## Begin Extract to read
Hand's down:
Adelaide's Lament for "Guys and Dolls"
It's both funny, and touching at the same time. It reveals character, allows for great vocals, and a lot of laughs. Without this song the show would fall apart because Adelaide would not be understandable and unsympathetic.
Akiva
I love that song and that role!
"Music of the Night" Two years until "The Phantom of the Opera" is the longest running show in Broadway history and since we have the motion picture coming out this year to boost sales even more, I think this is a guarantee. Updated On: 7/2/04 at 05:17 PM
Bumping this because I've been on a Company binge lately, and I continue to think that "Being Alive" is the indeed greatest song ever written for the stage. No matter how many times I listen to it, I discover new things and am continually moved.
I'm not even a massive fan of Hamilton by any means, but "Satisfied" would be my pick for the Best Musical Theatre Song of All-Time.
Although Rodgers and Hammerstein have more entries on my (unwritten) top 100 list than any other songwriter/songwriting team, I do have to give the #1 spot to Impossible Dream.
Someone In A Tree - the sudden shift in perspective, and the way Sondheim uses such an odd, atypical motif, is so beautiful and disquieting. It's difficult to name what the music feels like. It doesn't feel like a goof on another type of music, like many of the other numbers in the show do, and it doesn't feel like any other music I'm aware of, except maybe Terry Riley. It's both churning and ironic - just in the music, Sondheim conveys both the sense of how we plow through life, and are also fixed in time, and are both of utter importance and totally, absolutely trivial.
## End Extract to read
## Begin Data records
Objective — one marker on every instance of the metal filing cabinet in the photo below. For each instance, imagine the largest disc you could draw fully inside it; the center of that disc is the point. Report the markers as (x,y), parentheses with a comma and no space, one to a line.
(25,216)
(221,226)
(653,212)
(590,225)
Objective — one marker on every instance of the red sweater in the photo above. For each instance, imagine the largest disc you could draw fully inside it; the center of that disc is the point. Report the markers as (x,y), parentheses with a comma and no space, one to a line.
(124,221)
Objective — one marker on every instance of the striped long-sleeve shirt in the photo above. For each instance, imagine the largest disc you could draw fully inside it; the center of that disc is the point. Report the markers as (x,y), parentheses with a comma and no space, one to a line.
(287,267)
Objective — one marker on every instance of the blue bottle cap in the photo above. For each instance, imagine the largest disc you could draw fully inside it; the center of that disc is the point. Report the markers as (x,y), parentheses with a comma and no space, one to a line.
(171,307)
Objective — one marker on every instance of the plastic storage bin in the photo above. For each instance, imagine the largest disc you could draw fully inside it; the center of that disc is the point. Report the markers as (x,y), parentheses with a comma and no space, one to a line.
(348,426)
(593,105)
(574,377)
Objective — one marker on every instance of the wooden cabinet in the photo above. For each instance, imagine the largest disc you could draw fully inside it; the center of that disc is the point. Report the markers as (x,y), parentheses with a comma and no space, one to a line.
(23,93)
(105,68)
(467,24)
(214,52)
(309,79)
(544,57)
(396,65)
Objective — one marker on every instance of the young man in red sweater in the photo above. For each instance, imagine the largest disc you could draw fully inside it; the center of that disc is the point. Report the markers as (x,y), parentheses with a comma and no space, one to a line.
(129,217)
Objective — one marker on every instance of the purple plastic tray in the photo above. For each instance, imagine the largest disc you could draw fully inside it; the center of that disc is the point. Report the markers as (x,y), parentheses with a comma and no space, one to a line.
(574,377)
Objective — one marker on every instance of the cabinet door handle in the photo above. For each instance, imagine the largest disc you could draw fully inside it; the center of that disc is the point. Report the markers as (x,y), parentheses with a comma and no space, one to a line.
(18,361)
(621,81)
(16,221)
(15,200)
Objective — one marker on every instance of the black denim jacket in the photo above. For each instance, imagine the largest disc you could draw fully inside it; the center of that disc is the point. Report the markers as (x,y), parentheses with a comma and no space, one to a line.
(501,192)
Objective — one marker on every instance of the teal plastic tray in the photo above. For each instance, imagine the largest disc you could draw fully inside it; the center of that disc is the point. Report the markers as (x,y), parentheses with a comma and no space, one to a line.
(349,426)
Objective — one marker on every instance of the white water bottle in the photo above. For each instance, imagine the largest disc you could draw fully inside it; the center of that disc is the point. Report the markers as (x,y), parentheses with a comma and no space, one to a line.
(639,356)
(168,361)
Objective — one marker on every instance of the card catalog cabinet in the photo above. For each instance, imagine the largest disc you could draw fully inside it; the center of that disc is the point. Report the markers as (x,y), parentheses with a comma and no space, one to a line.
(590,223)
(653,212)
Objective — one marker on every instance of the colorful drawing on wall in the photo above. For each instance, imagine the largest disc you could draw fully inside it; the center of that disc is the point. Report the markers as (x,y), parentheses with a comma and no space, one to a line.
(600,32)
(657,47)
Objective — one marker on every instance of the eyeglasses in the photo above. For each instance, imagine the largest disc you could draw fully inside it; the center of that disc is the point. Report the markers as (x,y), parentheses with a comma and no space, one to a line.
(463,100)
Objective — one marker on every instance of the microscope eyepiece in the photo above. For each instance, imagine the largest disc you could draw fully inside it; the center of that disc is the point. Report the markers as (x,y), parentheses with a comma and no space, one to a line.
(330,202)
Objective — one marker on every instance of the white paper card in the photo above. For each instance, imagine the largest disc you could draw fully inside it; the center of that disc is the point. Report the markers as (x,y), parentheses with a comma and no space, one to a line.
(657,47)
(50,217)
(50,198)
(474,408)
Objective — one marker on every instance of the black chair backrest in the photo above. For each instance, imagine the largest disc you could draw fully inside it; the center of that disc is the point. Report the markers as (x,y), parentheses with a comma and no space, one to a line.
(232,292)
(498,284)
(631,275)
## End Data records
▶ Exercise requirements
A - Decide whether each statement below agrees with the forum thread on favorite stage songs. Answer yes or no for each, and quote the deciding words of the thread exactly.
(i) The poster who picks "Satisfied" is a massive fan of Hamilton.
(ii) The poster who names "Being Alive" has lately been on a Company binge.
(iii) The poster who gives the #1 spot to Impossible Dream says Rodgers and Hammerstein have more entries on that poster's top 100 list than any other songwriter or songwriting team.
B - Using the forum thread on favorite stage songs, answer each question on its own line, marked the same way.
(i) Which show is "Adelaide's Lament" from?
(ii) According to the post about "Music of the Night," what is coming out this year?
(iii) Which composer does the post about "Someone In A Tree" name as the one the music might resemble?
C - Retype everything in the forum thread on favorite stage songs from "It's both funny, and" down to "am continually moved.".

▶ Responses
A -
(i) No: "I'm not even a massive fan of Hamilton by any means"
(ii) Yes: "I've been on a Company binge lately"
(iii) Yes: "Rodgers and Hammerstein have more entries on my (unwritten) top 100 list than any other songwriter/songwriting team"

B -
(i) "Guys and Dolls"
(ii) The motion picture
(iii) Terry Riley

C -
It's both funny, and touching at the same time. It reveals character, allows for great vocals, and a lot of laughs. Without this song the show would fall apart because Adelaide would not be understandable and unsympathetic.
Akiva
I love that song and that role!
"Music of the Night" Two years until "The Phantom of the Opera" is the longest running show in Broadway history and since we have the motion picture coming out this year to boost sales even more, I think this is a guarantee. Updated On: 7/2/04 at 05:17 PM
Bumping this because I've been on a Company binge lately, and I continue to think that "Being Alive" is the indeed greatest song ever written for the stage. No matter how many times I listen to it, I discover new things and am continually moved.